*** Opening TASK DATA ***

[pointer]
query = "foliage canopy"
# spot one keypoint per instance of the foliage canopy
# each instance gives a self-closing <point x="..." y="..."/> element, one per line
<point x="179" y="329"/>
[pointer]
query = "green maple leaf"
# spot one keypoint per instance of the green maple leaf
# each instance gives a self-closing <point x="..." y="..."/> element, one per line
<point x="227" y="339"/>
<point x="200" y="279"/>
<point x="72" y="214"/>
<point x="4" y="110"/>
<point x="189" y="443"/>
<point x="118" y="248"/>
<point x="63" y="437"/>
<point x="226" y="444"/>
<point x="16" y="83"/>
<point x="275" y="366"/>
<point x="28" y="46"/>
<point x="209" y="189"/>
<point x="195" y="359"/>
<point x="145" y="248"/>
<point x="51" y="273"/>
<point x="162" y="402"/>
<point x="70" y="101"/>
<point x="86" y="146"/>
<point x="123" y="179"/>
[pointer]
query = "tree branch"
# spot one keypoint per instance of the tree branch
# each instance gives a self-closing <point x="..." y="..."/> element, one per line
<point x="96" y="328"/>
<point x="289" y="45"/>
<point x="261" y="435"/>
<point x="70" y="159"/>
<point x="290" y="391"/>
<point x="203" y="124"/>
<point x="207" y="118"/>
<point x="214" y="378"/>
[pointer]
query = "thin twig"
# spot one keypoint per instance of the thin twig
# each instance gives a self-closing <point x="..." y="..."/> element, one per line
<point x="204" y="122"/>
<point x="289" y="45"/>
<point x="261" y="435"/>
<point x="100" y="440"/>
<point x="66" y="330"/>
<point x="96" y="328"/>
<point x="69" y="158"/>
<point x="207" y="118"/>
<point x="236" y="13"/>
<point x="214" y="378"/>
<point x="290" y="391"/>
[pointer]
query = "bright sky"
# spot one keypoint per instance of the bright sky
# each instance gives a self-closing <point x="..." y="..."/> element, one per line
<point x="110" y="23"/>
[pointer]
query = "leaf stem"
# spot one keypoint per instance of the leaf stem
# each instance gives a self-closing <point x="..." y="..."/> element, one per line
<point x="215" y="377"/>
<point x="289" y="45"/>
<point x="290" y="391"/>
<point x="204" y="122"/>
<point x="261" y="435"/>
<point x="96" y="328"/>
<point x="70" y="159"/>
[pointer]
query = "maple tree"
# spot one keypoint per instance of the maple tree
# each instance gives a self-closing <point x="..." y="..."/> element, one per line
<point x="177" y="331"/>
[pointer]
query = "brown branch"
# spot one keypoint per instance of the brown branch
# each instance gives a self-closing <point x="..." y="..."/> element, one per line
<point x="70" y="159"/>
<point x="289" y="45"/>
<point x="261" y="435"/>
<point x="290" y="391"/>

*** Closing TASK DATA ***

Please return all of the records exactly as they appear.

[pointer]
query = "foliage canopy"
# spot one keypoint per instance of the foliage canopy
# each instance gives a self-closing <point x="..." y="..."/> element, one per line
<point x="179" y="329"/>
[pointer]
query = "green maple leaf"
# spot one keypoint per instance of the green maple leaf
# each instance gives a self-closing <point x="..." y="..."/> element, one per line
<point x="227" y="339"/>
<point x="200" y="279"/>
<point x="72" y="214"/>
<point x="4" y="110"/>
<point x="189" y="443"/>
<point x="118" y="248"/>
<point x="63" y="437"/>
<point x="226" y="444"/>
<point x="16" y="83"/>
<point x="275" y="366"/>
<point x="28" y="46"/>
<point x="209" y="189"/>
<point x="195" y="359"/>
<point x="145" y="248"/>
<point x="51" y="273"/>
<point x="162" y="402"/>
<point x="70" y="101"/>
<point x="86" y="146"/>
<point x="123" y="179"/>
[pointer]
query = "tree branch"
# spot one keypoint per instance of the tree branch
# each instance gives a self-closing <point x="..." y="..."/> element, one per line
<point x="96" y="328"/>
<point x="289" y="45"/>
<point x="261" y="435"/>
<point x="70" y="159"/>
<point x="290" y="391"/>
<point x="203" y="124"/>
<point x="207" y="118"/>
<point x="214" y="378"/>
[pointer]
query = "thin twig"
# spot one keypoint per instance of the thin twig
# each instance gives a self-closing <point x="..." y="..."/> element, one per line
<point x="204" y="122"/>
<point x="289" y="45"/>
<point x="261" y="435"/>
<point x="100" y="440"/>
<point x="66" y="330"/>
<point x="96" y="328"/>
<point x="69" y="158"/>
<point x="207" y="118"/>
<point x="236" y="13"/>
<point x="214" y="378"/>
<point x="290" y="391"/>
[pointer]
query = "bright sky"
# spot one keypoint per instance of the bright sky
# each instance gives a self-closing <point x="..." y="..."/> element, one per line
<point x="110" y="23"/>
[pointer]
query = "leaf stem"
# spot one keypoint per instance of the leaf stem
# each instance gives a self-closing <point x="..." y="..."/> element, one per line
<point x="215" y="377"/>
<point x="289" y="45"/>
<point x="290" y="391"/>
<point x="204" y="122"/>
<point x="261" y="435"/>
<point x="96" y="328"/>
<point x="70" y="159"/>
[pointer]
query = "maple tree"
# spot one keypoint per instance of the maple tree
# each instance gives a self-closing <point x="..." y="..."/> element, one per line
<point x="177" y="331"/>
[pointer]
query = "brown branch"
# spot one keypoint per instance of the brown branch
# each instance gives a self-closing <point x="..." y="..."/> element, one per line
<point x="70" y="159"/>
<point x="289" y="45"/>
<point x="261" y="435"/>
<point x="290" y="391"/>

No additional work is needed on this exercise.